§ Activity
From the first line through the line containing "Target: cilantro leaf", transcribe the records exactly and include no other lines.

§ Data extracts

....

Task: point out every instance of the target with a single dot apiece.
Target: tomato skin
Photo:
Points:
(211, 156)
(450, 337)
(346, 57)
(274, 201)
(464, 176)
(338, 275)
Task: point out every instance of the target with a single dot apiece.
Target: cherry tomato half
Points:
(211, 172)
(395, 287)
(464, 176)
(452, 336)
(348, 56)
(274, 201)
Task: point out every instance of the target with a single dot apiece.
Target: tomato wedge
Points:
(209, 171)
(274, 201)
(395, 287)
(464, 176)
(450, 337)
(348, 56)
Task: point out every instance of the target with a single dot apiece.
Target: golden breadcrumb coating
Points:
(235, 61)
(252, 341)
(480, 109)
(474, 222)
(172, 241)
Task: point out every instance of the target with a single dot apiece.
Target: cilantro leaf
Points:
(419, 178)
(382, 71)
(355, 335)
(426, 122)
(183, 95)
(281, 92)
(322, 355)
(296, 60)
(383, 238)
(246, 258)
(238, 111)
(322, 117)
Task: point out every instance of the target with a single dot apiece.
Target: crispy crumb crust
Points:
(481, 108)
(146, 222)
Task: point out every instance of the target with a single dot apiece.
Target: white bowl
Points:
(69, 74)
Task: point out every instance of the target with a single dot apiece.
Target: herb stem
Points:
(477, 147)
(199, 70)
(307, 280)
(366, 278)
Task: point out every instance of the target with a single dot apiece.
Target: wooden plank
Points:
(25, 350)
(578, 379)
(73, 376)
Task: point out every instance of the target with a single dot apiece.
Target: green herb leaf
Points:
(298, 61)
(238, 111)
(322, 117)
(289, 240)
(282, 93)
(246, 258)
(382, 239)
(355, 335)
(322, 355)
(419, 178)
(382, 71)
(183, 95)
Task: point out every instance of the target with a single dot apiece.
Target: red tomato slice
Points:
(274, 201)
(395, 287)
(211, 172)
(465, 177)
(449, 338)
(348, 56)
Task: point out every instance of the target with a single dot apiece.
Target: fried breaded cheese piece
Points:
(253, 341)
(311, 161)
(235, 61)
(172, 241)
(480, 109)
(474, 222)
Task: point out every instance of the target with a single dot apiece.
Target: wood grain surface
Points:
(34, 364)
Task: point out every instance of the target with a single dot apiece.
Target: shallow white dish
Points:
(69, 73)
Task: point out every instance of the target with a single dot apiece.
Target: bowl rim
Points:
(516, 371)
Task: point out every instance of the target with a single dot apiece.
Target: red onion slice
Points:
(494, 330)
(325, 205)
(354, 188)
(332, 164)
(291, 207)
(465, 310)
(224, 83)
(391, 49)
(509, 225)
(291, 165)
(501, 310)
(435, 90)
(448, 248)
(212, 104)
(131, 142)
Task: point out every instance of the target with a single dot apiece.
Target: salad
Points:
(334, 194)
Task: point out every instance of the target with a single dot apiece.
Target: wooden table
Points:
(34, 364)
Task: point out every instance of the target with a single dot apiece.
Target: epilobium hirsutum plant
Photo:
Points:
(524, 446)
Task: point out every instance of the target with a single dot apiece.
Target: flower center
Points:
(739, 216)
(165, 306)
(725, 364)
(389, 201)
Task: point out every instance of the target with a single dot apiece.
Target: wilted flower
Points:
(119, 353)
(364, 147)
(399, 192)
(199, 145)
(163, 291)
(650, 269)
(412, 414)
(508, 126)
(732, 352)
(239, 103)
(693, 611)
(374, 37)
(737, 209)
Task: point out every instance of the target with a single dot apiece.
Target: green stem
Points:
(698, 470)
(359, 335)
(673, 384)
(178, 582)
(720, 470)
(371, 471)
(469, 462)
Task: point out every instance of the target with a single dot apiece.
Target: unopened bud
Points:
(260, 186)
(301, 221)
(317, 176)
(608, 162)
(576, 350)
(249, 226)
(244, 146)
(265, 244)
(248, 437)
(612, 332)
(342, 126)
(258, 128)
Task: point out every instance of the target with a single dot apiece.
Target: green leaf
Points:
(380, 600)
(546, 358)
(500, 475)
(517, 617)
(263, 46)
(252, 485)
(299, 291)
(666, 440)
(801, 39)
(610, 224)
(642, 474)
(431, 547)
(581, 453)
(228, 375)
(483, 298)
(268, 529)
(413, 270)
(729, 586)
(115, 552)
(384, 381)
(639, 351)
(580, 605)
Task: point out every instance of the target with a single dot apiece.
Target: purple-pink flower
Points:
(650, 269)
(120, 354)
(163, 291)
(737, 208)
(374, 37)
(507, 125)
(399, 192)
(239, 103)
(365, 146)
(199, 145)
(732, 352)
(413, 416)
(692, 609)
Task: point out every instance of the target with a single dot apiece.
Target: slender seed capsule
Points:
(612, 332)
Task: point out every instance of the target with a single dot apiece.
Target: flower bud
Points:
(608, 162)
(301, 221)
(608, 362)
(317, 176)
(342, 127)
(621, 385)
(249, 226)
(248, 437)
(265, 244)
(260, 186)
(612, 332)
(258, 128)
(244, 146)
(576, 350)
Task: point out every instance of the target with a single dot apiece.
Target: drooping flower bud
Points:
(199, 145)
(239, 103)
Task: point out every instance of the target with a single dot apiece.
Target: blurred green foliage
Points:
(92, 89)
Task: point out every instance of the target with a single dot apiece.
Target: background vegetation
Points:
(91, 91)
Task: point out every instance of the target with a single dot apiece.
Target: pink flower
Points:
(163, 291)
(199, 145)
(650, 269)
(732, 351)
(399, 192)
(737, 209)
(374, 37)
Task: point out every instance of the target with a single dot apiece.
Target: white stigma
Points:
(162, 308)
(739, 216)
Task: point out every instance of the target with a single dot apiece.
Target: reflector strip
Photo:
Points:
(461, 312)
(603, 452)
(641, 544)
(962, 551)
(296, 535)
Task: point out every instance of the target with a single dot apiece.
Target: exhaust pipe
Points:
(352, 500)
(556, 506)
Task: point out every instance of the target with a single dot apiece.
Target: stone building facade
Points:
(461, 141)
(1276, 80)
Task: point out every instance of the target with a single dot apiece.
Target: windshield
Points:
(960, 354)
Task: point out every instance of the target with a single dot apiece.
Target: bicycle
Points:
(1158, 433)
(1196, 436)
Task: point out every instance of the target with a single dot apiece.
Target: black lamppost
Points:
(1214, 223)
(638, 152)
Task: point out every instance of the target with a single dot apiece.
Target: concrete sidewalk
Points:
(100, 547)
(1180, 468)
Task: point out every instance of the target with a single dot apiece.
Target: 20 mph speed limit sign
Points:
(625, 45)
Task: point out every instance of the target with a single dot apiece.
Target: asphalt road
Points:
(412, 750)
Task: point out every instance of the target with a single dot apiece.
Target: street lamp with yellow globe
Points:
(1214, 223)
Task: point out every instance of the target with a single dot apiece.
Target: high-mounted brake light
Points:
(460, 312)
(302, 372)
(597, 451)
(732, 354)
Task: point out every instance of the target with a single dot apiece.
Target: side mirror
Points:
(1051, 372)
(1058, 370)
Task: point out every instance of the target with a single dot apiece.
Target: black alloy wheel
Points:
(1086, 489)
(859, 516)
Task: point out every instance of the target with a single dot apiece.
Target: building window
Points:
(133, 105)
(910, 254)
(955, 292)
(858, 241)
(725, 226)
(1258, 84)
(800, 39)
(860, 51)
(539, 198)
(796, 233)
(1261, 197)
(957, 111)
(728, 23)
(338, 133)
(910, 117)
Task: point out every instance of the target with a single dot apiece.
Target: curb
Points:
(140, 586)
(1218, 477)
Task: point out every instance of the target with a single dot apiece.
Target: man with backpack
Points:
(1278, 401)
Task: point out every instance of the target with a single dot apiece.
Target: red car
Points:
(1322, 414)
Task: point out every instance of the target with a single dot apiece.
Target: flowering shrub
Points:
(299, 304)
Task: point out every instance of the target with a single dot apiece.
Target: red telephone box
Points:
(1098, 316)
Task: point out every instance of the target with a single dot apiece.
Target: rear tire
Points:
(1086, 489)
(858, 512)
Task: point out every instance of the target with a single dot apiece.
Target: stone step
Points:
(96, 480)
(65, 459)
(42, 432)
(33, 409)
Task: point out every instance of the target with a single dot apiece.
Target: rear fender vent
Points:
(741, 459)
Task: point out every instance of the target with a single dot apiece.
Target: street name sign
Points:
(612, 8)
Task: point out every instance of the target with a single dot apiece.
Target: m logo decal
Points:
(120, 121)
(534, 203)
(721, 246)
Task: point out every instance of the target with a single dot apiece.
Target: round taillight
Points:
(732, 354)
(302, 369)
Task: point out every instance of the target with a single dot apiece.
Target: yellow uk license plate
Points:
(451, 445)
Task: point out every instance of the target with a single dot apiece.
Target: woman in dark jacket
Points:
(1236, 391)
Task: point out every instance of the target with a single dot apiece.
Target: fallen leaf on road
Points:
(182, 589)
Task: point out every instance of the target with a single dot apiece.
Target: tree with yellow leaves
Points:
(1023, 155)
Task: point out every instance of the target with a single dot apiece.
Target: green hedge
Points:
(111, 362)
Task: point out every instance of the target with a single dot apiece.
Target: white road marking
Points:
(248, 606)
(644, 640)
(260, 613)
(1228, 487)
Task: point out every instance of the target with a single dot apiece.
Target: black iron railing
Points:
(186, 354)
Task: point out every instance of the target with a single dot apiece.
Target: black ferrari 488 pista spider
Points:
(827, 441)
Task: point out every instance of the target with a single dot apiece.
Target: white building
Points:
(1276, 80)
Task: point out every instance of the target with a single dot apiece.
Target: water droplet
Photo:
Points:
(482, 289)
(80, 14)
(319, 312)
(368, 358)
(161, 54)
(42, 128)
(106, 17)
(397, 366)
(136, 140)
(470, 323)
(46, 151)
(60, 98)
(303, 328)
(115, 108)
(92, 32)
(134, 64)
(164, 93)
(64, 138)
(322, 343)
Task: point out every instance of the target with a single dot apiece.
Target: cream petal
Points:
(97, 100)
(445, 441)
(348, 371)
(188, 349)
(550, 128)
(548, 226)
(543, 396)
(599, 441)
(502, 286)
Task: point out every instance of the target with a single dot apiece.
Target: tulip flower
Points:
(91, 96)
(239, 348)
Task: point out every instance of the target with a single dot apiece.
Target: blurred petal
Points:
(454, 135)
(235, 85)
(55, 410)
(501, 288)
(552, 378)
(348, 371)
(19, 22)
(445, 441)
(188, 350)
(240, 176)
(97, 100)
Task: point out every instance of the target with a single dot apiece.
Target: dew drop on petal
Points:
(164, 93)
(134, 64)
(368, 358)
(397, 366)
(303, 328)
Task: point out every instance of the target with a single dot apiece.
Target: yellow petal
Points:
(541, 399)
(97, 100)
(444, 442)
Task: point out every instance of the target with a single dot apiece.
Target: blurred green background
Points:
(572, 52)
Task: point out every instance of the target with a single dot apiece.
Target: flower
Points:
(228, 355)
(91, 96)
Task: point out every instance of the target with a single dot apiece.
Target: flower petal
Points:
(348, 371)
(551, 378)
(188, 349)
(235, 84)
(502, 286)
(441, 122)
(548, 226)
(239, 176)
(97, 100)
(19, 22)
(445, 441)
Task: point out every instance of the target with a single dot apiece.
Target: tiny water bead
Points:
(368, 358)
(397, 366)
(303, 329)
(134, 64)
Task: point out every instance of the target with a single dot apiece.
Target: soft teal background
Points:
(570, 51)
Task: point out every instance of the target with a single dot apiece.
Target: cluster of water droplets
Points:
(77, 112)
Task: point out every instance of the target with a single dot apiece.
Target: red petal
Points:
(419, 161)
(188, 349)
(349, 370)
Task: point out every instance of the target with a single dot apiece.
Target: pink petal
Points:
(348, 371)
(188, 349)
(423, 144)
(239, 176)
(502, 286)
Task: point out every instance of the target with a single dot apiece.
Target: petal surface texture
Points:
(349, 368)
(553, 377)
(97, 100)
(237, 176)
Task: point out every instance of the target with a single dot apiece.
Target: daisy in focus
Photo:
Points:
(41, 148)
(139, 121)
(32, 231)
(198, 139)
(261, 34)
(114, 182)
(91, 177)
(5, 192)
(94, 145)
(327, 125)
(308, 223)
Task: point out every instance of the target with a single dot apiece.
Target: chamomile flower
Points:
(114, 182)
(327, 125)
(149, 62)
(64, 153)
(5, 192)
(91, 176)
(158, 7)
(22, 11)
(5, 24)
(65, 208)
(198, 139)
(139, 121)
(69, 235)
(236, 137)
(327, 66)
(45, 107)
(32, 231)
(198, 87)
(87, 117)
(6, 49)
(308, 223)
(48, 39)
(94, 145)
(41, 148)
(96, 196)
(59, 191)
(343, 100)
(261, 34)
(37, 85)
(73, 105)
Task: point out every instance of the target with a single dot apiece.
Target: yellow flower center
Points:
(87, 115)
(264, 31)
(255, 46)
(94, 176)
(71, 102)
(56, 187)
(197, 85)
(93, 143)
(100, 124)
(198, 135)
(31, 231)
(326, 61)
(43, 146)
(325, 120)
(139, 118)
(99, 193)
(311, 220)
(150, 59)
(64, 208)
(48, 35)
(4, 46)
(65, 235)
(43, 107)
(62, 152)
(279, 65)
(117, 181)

....

§ Answer box
Task: point out every instance of the target with a single dot apiece.
Target: tomato skin
Photo:
Points:
(211, 156)
(450, 337)
(346, 57)
(274, 201)
(464, 176)
(338, 275)
Task: point out every instance of the target with a single dot apiece.
Target: cherry tomato half
Points:
(211, 172)
(395, 287)
(464, 176)
(452, 336)
(348, 56)
(274, 201)
Task: point out every instance of the target with a single dot apiece.
Target: tomato wedge
Points:
(209, 171)
(274, 201)
(395, 287)
(464, 176)
(450, 337)
(348, 56)
Task: point out every instance of the target with a single dot apiece.
Target: golden breadcrumb coating
Points:
(235, 61)
(252, 341)
(480, 109)
(474, 222)
(172, 241)
Task: point out every instance of the target with a single dot apiece.
Target: cilantro leaf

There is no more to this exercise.